---- RECORDS PROVIDED

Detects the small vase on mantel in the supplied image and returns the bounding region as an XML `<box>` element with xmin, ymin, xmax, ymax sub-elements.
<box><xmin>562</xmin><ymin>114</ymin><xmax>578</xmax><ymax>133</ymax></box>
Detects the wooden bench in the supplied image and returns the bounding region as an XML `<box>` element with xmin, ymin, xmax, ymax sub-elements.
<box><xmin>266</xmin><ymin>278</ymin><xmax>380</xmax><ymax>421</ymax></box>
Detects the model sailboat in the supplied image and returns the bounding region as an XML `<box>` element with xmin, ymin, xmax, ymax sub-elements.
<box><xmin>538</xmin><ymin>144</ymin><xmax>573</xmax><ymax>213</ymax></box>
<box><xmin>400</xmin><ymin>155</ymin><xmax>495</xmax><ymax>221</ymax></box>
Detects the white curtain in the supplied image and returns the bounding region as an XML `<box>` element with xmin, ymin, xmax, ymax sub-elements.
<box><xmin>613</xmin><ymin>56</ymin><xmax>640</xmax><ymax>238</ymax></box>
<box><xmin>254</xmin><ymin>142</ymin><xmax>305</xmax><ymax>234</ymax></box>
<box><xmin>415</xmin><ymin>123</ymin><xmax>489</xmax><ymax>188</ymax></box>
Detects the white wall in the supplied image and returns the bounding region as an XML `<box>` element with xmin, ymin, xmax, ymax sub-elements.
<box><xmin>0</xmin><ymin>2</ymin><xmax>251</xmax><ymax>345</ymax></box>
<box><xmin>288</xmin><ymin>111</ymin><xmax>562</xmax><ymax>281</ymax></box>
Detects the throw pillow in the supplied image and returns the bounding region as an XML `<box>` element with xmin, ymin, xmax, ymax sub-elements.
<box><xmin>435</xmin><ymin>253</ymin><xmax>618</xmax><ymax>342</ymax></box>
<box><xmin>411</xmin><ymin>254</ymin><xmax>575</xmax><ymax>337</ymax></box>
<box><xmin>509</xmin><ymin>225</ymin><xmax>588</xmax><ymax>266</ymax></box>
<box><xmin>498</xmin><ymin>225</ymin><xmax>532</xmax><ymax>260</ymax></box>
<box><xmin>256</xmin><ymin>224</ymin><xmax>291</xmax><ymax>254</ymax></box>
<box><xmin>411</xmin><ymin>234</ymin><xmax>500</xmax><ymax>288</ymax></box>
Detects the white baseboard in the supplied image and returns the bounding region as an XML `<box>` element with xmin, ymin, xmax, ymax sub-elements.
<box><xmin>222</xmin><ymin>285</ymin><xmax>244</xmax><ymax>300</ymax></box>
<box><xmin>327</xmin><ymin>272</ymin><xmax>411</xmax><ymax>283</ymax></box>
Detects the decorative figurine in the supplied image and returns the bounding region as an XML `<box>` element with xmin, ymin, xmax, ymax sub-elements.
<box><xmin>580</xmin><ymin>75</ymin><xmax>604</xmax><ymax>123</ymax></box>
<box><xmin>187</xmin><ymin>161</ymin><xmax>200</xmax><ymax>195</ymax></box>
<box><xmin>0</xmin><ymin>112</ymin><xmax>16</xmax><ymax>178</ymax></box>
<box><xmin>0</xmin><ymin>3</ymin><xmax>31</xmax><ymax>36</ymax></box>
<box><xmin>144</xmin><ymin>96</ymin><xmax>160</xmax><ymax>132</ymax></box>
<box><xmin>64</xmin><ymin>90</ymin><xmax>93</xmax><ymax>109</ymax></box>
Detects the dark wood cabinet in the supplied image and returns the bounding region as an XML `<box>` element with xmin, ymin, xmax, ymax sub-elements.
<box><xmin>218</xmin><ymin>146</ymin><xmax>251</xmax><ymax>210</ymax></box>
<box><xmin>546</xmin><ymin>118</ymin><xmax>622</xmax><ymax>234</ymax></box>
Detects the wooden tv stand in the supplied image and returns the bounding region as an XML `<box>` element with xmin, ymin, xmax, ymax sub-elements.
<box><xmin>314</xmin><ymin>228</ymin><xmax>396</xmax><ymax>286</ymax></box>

--------

### PROMPT:
Collect every line of the material above that contains the word "white", matching case exactly.

### SOLUTION TO THIS TASK:
Detects the white curtain in the supplied image and returns the bounding region as an XML `<box>` element with xmin, ymin, xmax, ymax sub-elements.
Detects the white wall in the supplied image and returns the bounding region as an XML `<box>` element with xmin, ymin, xmax, ymax sub-elements.
Detects the white baseboard in the supplied image and returns the bounding region as an XML `<box>` element with xmin, ymin, xmax, ymax sub-elements.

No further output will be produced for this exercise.